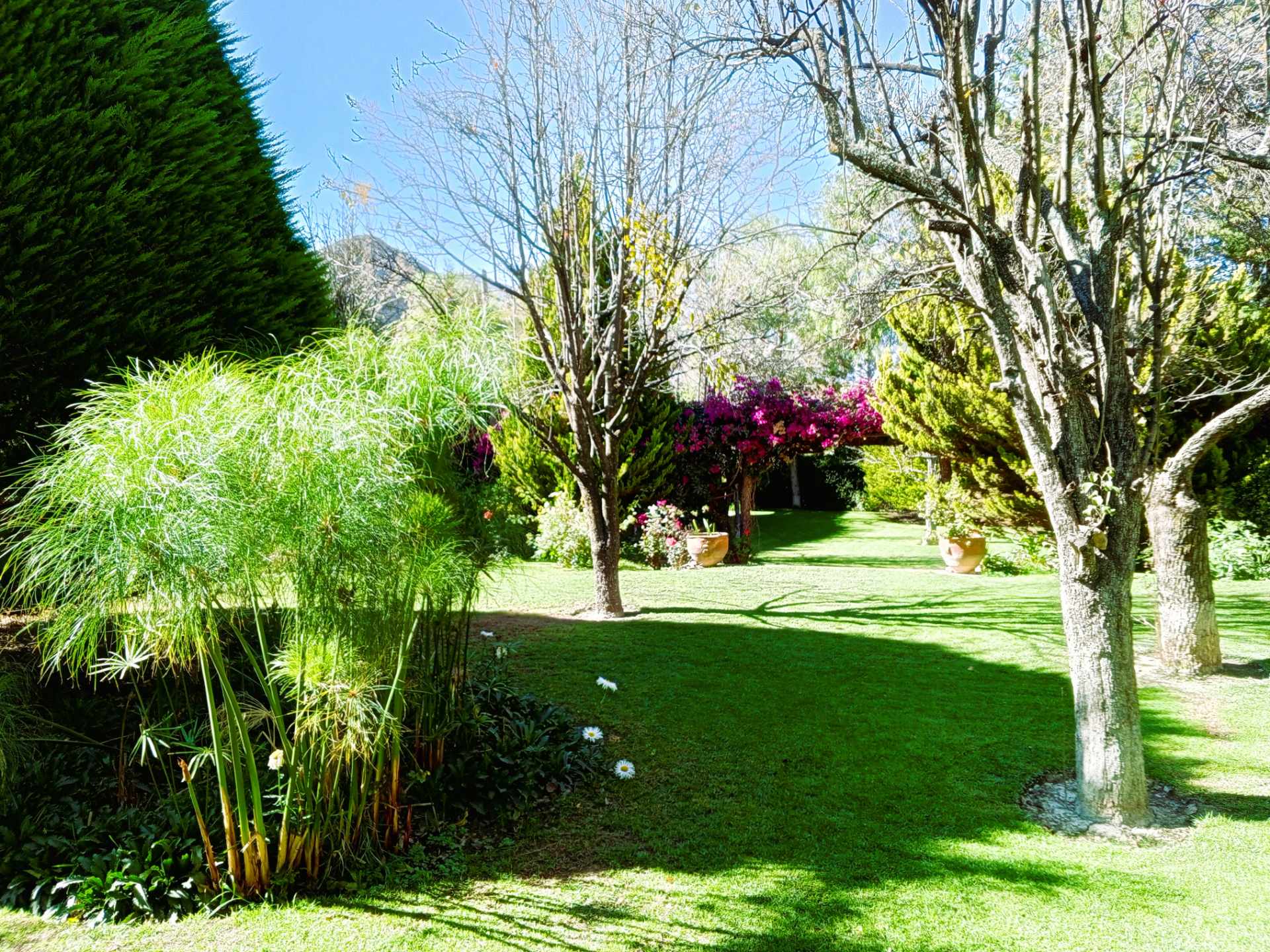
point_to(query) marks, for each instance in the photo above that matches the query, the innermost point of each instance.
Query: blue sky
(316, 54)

--

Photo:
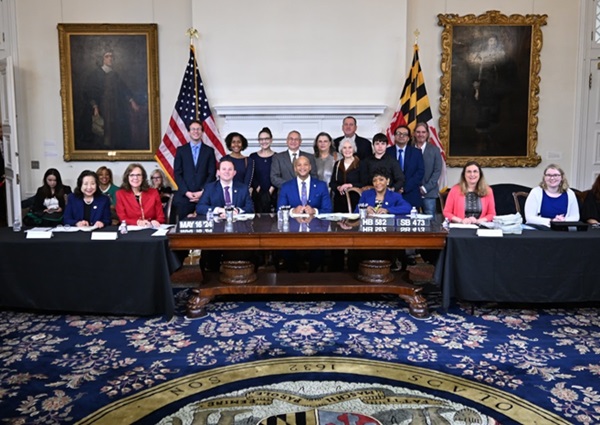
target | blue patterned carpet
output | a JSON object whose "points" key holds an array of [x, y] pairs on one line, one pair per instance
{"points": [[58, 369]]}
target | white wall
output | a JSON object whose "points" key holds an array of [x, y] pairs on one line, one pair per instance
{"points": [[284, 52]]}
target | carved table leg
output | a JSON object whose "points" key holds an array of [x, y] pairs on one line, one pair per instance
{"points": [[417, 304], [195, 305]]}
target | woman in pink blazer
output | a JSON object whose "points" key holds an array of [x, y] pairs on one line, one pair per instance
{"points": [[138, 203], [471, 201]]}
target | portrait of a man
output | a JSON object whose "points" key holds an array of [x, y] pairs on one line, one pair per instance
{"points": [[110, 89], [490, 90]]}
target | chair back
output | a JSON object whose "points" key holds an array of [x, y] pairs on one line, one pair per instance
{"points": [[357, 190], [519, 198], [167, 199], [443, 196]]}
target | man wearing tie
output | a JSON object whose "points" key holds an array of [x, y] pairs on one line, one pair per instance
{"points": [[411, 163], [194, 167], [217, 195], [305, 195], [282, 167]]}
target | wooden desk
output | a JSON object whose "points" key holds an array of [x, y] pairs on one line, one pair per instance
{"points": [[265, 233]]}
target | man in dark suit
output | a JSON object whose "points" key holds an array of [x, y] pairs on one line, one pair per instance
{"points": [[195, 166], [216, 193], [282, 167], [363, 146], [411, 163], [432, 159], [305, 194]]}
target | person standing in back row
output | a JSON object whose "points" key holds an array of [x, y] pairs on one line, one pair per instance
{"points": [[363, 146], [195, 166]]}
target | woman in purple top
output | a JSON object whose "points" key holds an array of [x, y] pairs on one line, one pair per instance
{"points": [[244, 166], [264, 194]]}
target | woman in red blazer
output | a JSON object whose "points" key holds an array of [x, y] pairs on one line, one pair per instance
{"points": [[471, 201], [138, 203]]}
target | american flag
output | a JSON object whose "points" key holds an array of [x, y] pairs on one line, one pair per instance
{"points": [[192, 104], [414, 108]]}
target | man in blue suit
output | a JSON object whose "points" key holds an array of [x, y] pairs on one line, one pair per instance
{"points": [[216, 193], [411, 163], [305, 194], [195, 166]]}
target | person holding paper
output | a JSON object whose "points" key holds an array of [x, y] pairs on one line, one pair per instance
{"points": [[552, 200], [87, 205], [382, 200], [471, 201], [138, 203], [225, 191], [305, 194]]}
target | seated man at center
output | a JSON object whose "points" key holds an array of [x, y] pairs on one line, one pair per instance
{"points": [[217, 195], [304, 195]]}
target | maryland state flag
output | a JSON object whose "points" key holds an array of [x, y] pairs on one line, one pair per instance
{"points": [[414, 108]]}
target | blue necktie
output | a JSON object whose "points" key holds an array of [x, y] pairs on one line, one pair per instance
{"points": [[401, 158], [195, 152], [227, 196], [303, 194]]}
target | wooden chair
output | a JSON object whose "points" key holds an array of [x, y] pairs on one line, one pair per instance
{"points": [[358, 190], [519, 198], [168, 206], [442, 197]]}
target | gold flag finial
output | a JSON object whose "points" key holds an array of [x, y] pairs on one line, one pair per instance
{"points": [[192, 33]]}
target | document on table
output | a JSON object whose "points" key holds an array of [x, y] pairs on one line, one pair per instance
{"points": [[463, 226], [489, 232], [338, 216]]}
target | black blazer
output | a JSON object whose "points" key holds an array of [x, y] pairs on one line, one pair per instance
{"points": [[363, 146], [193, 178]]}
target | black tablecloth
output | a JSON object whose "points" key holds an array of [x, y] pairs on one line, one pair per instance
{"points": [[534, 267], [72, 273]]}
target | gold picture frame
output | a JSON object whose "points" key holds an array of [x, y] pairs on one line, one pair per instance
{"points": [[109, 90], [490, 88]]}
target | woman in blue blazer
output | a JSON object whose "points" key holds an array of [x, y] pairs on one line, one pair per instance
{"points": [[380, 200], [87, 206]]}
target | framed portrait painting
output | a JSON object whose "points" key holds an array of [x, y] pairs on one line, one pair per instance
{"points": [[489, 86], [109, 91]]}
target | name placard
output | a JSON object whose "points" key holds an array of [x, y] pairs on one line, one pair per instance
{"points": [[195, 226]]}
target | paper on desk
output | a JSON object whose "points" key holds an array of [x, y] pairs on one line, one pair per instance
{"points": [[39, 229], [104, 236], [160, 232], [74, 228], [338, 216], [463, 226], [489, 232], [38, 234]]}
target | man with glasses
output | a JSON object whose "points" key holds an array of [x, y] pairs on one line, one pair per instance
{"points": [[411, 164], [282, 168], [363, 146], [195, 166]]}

* * *

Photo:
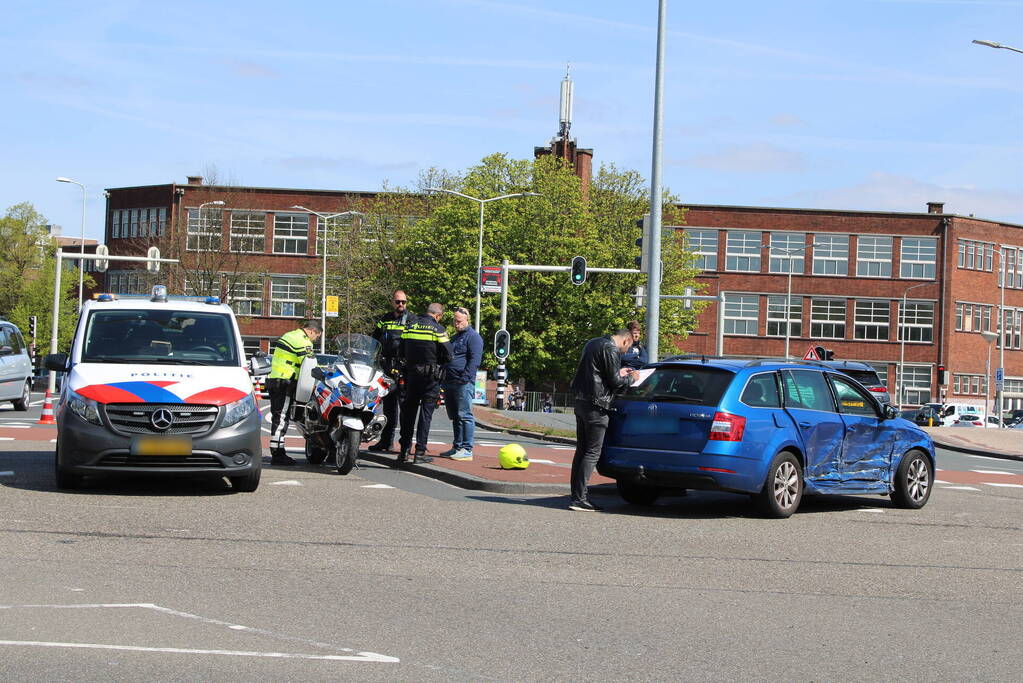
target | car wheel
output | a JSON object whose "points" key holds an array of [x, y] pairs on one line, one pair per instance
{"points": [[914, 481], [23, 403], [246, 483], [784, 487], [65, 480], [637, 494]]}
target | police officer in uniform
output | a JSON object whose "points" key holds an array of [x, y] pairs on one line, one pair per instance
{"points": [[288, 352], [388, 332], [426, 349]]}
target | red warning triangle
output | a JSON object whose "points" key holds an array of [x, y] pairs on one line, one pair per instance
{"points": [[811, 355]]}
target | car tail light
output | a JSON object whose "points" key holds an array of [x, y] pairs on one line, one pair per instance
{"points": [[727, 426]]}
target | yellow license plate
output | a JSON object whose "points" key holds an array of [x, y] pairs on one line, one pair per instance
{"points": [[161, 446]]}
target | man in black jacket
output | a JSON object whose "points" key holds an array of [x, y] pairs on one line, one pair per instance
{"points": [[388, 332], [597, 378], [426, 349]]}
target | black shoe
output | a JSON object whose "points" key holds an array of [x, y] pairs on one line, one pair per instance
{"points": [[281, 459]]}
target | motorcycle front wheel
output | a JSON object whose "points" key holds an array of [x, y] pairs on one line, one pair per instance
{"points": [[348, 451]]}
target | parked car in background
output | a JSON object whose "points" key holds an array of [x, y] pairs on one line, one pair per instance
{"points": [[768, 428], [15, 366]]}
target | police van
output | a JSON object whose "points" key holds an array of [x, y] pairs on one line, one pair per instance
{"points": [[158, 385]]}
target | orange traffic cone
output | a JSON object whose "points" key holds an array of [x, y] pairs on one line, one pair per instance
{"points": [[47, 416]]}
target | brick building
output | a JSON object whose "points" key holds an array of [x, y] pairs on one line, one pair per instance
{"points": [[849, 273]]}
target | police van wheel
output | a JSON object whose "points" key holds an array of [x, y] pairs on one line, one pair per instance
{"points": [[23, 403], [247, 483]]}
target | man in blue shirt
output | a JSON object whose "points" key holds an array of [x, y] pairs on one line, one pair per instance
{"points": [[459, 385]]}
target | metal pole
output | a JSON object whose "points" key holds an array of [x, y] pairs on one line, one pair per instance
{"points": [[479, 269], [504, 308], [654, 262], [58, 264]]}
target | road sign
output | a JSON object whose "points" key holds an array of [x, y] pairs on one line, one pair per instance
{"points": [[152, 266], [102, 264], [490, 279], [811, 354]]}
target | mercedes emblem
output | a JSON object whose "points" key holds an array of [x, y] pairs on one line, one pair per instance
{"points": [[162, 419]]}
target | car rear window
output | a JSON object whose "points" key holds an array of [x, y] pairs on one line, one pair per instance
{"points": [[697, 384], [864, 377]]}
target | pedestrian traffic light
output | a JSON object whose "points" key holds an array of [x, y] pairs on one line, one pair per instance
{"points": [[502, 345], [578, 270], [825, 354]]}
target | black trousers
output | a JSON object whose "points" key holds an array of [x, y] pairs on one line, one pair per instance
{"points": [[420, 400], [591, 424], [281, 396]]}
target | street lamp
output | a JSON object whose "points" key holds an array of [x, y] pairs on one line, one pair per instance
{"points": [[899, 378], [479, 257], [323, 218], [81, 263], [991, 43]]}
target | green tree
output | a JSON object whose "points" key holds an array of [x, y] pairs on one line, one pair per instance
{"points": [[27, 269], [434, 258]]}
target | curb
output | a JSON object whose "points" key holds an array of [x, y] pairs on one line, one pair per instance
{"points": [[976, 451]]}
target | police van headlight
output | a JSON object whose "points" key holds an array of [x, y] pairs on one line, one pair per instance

> [Given request] Show every line in the records above that has the word "wooden" in it.

> [Solution for this problem]
target | wooden desk
target | wooden chair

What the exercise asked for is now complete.